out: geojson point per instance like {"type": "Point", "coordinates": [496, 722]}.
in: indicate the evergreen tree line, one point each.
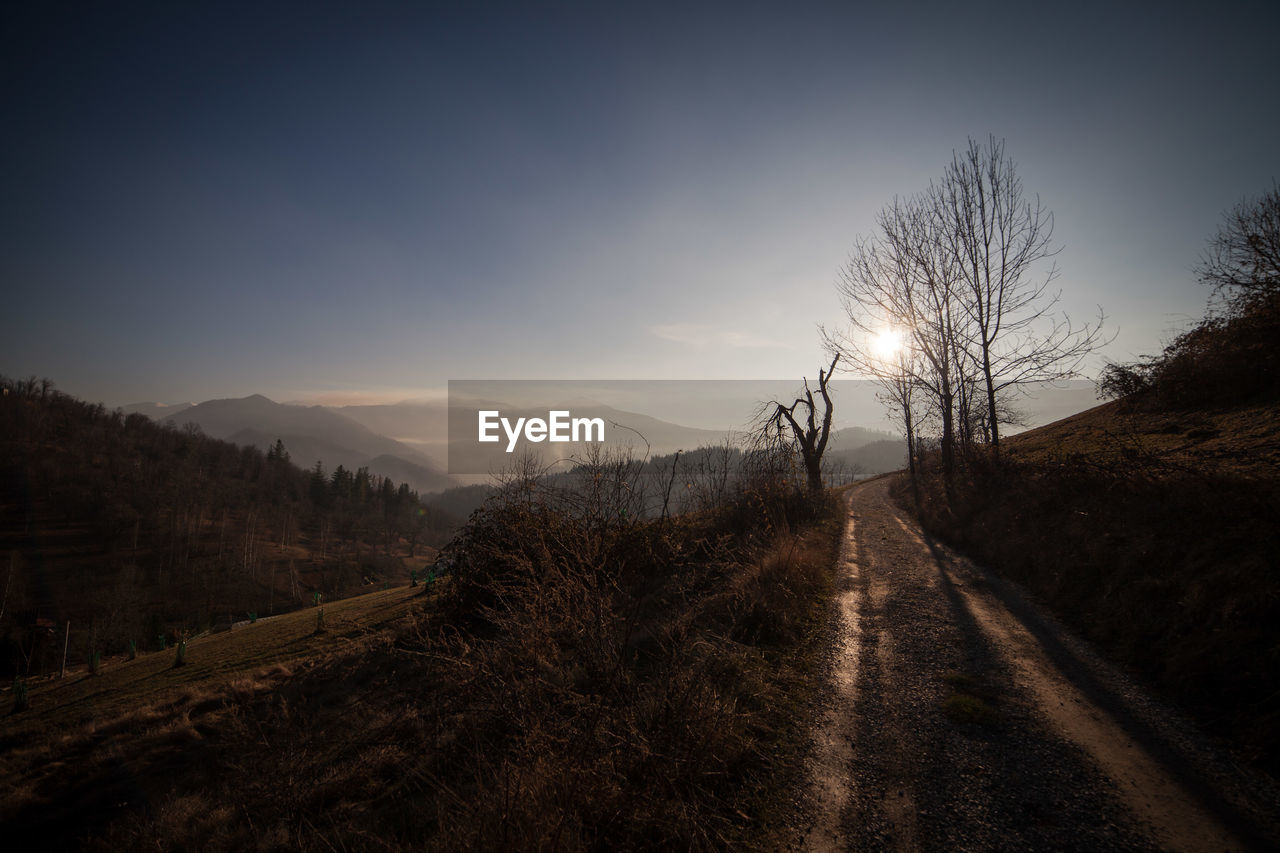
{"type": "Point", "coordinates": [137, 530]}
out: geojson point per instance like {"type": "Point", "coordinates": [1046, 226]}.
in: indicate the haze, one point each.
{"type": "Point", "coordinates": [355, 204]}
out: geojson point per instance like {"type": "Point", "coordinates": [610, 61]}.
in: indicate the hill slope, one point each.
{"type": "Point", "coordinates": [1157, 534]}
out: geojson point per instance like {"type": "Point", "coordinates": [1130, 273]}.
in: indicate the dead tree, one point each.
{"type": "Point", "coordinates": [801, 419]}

---

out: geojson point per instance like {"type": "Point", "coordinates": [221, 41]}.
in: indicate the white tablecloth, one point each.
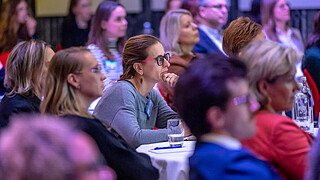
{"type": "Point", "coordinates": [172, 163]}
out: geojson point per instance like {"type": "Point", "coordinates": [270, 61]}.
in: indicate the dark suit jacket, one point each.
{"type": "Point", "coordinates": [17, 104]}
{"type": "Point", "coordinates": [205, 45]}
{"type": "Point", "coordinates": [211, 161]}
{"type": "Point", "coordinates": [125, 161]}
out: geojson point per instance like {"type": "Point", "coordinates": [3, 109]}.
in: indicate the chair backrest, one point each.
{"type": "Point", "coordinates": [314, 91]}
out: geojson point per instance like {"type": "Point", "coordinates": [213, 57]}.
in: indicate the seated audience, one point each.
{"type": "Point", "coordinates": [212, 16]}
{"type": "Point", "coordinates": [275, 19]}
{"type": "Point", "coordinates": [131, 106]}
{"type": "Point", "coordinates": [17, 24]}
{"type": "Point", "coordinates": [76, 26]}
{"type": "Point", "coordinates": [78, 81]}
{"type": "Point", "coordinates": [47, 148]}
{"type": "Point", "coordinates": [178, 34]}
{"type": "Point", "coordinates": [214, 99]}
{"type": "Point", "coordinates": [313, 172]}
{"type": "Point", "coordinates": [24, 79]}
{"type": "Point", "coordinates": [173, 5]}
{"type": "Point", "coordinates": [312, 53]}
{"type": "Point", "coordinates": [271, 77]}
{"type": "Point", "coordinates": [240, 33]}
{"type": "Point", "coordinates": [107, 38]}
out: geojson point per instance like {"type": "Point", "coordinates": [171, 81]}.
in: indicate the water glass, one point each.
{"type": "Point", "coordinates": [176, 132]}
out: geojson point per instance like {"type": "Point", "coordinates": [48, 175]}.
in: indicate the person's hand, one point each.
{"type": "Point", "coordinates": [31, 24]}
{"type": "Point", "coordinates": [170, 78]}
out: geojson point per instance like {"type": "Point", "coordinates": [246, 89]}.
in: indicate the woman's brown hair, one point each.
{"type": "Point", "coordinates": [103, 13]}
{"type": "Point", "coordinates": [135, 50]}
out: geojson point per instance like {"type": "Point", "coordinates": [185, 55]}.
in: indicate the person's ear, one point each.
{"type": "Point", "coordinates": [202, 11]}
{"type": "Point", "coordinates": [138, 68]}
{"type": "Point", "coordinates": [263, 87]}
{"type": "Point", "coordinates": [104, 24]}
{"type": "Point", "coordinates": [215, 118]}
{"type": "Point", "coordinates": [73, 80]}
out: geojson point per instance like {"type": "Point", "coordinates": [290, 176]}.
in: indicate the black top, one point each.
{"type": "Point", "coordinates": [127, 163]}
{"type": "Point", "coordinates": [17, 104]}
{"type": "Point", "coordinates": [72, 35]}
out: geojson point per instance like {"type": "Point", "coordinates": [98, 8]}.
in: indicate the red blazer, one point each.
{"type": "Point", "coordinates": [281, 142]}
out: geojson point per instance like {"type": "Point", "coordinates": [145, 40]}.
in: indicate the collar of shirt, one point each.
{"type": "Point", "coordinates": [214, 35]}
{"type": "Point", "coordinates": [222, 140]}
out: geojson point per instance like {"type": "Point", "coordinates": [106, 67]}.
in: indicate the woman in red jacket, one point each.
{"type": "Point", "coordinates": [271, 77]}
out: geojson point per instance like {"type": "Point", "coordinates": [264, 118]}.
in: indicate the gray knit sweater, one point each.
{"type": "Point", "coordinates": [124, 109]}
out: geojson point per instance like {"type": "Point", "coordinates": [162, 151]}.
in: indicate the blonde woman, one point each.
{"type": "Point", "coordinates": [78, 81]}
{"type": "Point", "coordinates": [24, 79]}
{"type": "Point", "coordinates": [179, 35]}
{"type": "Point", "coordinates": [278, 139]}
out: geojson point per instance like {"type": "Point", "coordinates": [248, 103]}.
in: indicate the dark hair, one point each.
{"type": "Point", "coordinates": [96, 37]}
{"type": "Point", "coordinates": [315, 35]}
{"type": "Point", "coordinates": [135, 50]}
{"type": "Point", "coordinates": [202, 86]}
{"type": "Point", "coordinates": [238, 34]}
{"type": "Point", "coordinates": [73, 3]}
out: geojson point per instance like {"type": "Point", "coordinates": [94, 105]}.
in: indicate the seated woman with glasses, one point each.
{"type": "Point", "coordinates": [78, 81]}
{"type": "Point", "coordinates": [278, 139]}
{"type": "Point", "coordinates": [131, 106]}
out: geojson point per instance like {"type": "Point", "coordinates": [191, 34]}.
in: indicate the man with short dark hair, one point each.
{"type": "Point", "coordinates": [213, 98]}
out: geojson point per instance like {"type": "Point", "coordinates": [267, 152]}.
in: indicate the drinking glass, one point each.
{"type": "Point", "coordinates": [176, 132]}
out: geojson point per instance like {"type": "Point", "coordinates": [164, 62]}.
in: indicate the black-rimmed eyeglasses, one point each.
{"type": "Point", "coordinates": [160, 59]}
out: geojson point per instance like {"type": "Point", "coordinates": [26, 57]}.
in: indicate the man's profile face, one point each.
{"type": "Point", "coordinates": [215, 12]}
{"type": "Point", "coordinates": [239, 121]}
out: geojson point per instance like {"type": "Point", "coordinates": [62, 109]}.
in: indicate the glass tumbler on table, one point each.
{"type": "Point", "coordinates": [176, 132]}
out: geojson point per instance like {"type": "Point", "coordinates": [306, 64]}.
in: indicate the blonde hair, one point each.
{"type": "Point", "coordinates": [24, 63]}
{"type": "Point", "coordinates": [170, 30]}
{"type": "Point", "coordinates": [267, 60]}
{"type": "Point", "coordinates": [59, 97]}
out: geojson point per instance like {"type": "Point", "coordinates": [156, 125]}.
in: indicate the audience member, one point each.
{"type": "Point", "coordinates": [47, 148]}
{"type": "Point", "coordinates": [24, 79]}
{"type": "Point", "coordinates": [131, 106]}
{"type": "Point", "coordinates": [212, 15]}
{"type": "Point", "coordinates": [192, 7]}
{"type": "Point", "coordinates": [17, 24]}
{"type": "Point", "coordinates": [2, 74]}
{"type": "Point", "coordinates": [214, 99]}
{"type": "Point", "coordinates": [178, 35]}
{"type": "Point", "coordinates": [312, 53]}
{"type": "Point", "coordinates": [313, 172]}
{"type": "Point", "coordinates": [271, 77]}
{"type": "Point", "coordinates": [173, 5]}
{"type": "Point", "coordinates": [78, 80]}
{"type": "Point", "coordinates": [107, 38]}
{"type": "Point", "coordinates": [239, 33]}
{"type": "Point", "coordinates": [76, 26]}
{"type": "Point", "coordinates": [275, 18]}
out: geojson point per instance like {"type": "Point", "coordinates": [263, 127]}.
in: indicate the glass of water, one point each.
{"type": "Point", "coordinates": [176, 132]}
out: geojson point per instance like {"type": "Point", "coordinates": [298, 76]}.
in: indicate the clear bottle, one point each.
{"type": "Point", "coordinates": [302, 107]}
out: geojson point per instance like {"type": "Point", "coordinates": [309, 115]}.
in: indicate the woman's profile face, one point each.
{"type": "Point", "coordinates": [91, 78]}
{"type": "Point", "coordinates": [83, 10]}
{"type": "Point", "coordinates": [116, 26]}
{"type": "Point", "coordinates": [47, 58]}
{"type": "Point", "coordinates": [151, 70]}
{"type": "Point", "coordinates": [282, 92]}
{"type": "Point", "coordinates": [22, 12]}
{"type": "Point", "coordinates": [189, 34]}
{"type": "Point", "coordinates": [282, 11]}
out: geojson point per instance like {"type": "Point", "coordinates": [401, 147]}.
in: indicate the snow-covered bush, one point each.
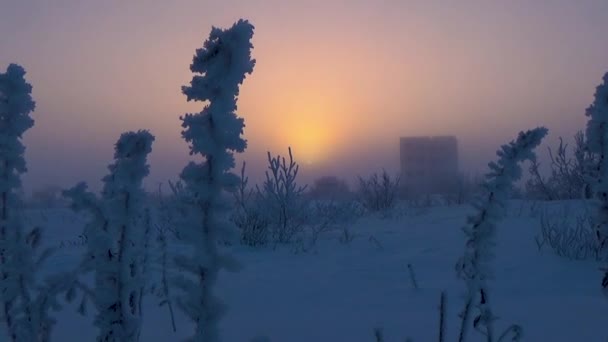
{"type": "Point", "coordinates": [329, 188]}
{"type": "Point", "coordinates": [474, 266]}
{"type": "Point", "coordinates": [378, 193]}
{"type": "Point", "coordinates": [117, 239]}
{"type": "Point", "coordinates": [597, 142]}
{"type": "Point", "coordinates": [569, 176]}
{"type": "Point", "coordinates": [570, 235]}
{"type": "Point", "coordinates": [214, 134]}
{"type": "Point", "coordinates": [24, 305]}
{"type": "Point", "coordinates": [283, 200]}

OBJECTIVE: Pick out and copy each line from the items above that contains the word "with". Matching is case-sensitive.

WORKED SOLUTION:
in: indicate the seated woman with glasses, one point each.
in: indicate the man with short dark hair, one point each.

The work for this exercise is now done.